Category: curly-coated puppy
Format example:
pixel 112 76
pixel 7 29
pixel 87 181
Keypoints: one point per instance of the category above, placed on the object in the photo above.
***
**EXERCISE DIRECTIONS:**
Set down each line of the entries above word for word, in the same order.

**OUTPUT FOR THIS TASK:**
Category: curly-coated puppy
Format example:
pixel 112 76
pixel 7 29
pixel 87 181
Keypoints: one point per instance of the category above, placed on the object in the photo above.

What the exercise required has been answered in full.